* Items:
______

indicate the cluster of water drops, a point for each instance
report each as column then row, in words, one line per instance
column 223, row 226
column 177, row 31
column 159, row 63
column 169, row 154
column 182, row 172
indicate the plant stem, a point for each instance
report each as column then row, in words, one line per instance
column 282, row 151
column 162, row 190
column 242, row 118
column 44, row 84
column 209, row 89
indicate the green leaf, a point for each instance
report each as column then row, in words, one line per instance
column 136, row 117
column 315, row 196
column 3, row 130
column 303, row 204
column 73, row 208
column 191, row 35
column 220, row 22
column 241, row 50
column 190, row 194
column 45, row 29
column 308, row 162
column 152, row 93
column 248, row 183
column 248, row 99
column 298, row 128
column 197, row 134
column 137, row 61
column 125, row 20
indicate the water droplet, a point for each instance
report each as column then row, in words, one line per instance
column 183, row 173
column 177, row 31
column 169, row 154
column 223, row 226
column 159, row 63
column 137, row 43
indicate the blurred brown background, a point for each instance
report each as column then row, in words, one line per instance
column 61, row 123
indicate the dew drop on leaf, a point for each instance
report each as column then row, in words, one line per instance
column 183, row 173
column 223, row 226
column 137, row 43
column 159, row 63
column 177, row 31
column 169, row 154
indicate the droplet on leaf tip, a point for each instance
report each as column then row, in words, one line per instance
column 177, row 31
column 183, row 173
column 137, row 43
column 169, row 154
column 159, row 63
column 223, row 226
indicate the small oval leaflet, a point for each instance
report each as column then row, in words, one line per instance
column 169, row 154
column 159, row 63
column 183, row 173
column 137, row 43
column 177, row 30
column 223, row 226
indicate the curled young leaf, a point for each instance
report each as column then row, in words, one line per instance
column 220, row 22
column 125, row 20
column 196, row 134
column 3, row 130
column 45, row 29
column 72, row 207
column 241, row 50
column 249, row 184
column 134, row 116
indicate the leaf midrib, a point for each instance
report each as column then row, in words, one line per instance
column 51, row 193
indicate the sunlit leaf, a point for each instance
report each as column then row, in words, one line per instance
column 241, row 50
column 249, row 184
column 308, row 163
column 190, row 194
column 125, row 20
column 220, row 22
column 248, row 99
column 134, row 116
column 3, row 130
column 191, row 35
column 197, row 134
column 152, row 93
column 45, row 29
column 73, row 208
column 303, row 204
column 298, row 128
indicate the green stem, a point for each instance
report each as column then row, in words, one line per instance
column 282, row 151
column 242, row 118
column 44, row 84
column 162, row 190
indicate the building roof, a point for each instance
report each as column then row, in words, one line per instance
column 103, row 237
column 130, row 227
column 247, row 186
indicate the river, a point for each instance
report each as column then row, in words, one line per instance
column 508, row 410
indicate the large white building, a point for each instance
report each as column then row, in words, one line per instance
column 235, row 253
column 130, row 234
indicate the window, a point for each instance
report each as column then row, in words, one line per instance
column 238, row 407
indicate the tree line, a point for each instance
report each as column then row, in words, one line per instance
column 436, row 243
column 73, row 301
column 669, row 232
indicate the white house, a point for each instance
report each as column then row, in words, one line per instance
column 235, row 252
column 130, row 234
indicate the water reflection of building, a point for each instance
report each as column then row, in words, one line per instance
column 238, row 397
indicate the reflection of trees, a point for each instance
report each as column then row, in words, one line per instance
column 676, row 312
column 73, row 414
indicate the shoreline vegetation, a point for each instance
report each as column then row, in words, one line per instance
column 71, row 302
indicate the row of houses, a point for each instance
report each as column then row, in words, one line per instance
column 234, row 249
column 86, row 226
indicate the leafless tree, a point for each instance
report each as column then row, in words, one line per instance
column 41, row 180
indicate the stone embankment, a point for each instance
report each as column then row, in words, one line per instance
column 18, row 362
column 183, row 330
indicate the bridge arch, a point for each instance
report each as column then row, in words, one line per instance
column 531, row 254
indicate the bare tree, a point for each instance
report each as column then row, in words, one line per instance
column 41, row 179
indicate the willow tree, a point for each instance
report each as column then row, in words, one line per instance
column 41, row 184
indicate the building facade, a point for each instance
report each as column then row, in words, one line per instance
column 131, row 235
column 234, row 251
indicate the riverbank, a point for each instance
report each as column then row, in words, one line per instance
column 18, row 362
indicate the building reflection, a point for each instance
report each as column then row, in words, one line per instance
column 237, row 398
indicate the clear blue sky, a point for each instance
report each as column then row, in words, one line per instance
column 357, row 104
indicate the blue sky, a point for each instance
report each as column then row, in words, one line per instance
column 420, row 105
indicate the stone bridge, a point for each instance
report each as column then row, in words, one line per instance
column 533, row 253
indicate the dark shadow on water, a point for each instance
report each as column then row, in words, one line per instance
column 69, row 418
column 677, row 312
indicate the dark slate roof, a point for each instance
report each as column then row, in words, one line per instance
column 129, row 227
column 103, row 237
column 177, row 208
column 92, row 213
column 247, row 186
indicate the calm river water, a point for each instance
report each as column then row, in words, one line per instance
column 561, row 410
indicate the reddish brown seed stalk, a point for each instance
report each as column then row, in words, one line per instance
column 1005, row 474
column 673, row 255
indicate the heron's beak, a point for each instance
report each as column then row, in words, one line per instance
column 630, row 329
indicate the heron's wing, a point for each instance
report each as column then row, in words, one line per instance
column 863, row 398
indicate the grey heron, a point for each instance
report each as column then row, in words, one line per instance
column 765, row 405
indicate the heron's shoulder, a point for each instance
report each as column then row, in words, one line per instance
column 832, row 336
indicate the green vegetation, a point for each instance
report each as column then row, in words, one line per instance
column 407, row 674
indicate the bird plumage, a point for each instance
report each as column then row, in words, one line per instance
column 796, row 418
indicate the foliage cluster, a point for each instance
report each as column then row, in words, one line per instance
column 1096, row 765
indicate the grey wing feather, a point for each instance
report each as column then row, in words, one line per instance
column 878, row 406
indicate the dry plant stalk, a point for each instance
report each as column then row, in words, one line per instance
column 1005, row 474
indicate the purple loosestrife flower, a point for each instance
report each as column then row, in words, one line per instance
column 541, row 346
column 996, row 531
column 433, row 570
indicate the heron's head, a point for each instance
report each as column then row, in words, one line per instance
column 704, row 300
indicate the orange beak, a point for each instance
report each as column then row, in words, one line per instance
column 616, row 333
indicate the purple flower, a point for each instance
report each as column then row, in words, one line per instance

______

* Exercise objective: Please write out all of the data above again, switching every "indicate" to "mark" and leaving everything else unchanged.

* Response to the exercise:
mark the cluster of water drops, a point for each instance
report each as column then row, in words, one line per instance
column 223, row 226
column 177, row 31
column 159, row 63
column 169, row 154
column 182, row 172
mark the plant stem, a point for each instance
report each as column then row, in words, one line per instance
column 282, row 151
column 162, row 190
column 242, row 118
column 44, row 84
column 209, row 89
mark the green leaf, a point for each instance
report each as column then row, in words, one line per instance
column 136, row 117
column 315, row 196
column 3, row 130
column 303, row 204
column 73, row 208
column 191, row 35
column 220, row 22
column 241, row 50
column 190, row 194
column 45, row 29
column 308, row 162
column 152, row 93
column 248, row 183
column 248, row 99
column 298, row 128
column 197, row 134
column 137, row 61
column 125, row 20
mark the water droplet, a point for each instance
report each as column then row, in words, one line per instance
column 183, row 173
column 177, row 31
column 169, row 154
column 223, row 226
column 159, row 63
column 137, row 43
mark the blurred brown background, a point for each instance
report each as column then row, in words, one line per instance
column 61, row 123
mark the dew drop on leaf, a point for each instance
report each as column then row, in words, one line per instance
column 183, row 173
column 223, row 226
column 137, row 43
column 159, row 63
column 177, row 31
column 169, row 154
mark the droplet on leaf tip, a point for each instance
report each as column then row, in words, one line per instance
column 177, row 31
column 183, row 173
column 137, row 43
column 169, row 154
column 159, row 63
column 223, row 226
mark the small oval leaflet, a point for each instance
report each as column then row, in words, one line per instance
column 169, row 154
column 159, row 63
column 183, row 173
column 137, row 43
column 177, row 30
column 223, row 226
mark the curled young leaf, a point for each instance
report each as column then row, in words, one line per instance
column 220, row 22
column 125, row 20
column 196, row 134
column 3, row 130
column 45, row 29
column 72, row 207
column 241, row 50
column 249, row 184
column 134, row 116
mark the leaf midrib, a point for each instance
report each as column then row, in words, one line per instance
column 51, row 193
mark the sunlit leaf, a point for each instance
report each as column then row, in words, one line per instance
column 241, row 50
column 249, row 184
column 308, row 163
column 190, row 194
column 125, row 20
column 220, row 22
column 248, row 99
column 134, row 116
column 3, row 130
column 191, row 35
column 197, row 134
column 152, row 93
column 45, row 29
column 73, row 208
column 303, row 204
column 298, row 128
mark the green stem, a point for each instance
report each as column then row, in words, one line per instance
column 282, row 151
column 242, row 118
column 44, row 84
column 162, row 190
mark the building roof, a point for each instance
report each as column then row, in words, one line per instance
column 103, row 237
column 130, row 227
column 247, row 186
mark the river, a point for each instance
report each as column then row, in words, one line per instance
column 508, row 410
mark the large white building, a point for each instance
report each as column then row, in words, one line per instance
column 235, row 253
column 130, row 234
mark the window, a point for each instance
report each as column then row, in words, one line per instance
column 238, row 407
mark the tree line, a point for each instance
report each as column then row, in words, one line per instance
column 436, row 243
column 73, row 301
column 669, row 232
mark the white house, a point for each instance
report each as column then row, in words, one line per instance
column 235, row 252
column 130, row 234
mark the water reflection of building, a point for each instance
report each as column then row, in words, one line per instance
column 238, row 397
mark the reflection of trees, a point for each instance
report each as column then row, in words, one line per instance
column 676, row 312
column 73, row 414
mark the shoreline vegetation, a point for each instance
report each as column then row, in words, one line per instance
column 71, row 302
mark the row of houses, a point for each instance
report each as column then row, in words, one line per instance
column 234, row 249
column 86, row 226
mark the leafless tree, a point for each instance
report each as column then row, in words, one line per instance
column 41, row 180
mark the stone embankment, a point for each instance
report each as column then row, in words, one line per instance
column 18, row 362
column 183, row 330
mark the bridge arch, a point for each instance
report each as column then row, in words, one line per instance
column 531, row 254
mark the bare tree, a point for each instance
report each as column then row, in words, one line per instance
column 41, row 179
mark the willow tree, a point for each instance
report each as column then row, in words, one line per instance
column 41, row 184
mark the building facade, a point for each instance
report each as column then row, in words, one line per instance
column 131, row 235
column 234, row 251
mark the riverbank, a point for each instance
report each as column then row, in words, one line per instance
column 18, row 362
mark the building reflection, a point for each instance
report each as column then row, in words, one line per instance
column 237, row 398
mark the clear blue sky, a point for each instance
report each as column then row, in words, one line per instance
column 357, row 104
mark the blue sky, a point for each instance
report each as column then row, in words, one line per instance
column 420, row 105
mark the stone bridge, a point for each instance
report each as column then row, in words, one line per instance
column 533, row 253
mark the dark shadow on water, a point for each instance
report each as column then row, in words, one line per instance
column 69, row 418
column 677, row 312
mark the dark slate roof, a point for each instance
report each as column then row, in words, one line per instance
column 129, row 227
column 103, row 237
column 177, row 208
column 92, row 213
column 247, row 186
mark the calm river water, a point for each instance
report each as column then row, in words, one line per instance
column 561, row 410
mark the reddish brown seed stalk, a point for each instance
report each as column then row, in words, one line per instance
column 1005, row 474
column 673, row 255
mark the heron's beak, a point for each instance
report each as column then row, in words, one line per instance
column 630, row 329
mark the heron's wing, a point for each instance
report each as column then row, in words, one line per instance
column 863, row 398
mark the grey heron, a point for each instance
report each as column then row, in words, one line per instance
column 765, row 405
mark the heron's shoulder, a point for each instance
report each as column then row, in words, one line per instance
column 832, row 336
mark the green vegetation, a point for each instance
report each as column then row, in words, one line per instance
column 407, row 674
mark the bird plumage, a point for each instance
report each as column then row, in words, one line per instance
column 796, row 418
mark the foliage cluster, a point for each instance
report each as column then row, in words, one line per instance
column 1096, row 765
mark the grey wing feather, a point for each instance
report each as column then row, in words, one line per instance
column 878, row 406
mark the dry plant stalk, a point for each instance
report each as column then row, in words, one line per instance
column 1005, row 474
mark the purple loosestrife flower, a point for each instance
report each as column then row, in words, one line per instance
column 541, row 346
column 996, row 531
column 433, row 570
mark the heron's head, a point for each instance
report each as column then row, in words, one line per instance
column 704, row 300
mark the orange beak, a point for each instance
report each as column then row, in words, one line per instance
column 616, row 333
mark the purple flower, a point for each instance
report each as column then row, in words, one line per instance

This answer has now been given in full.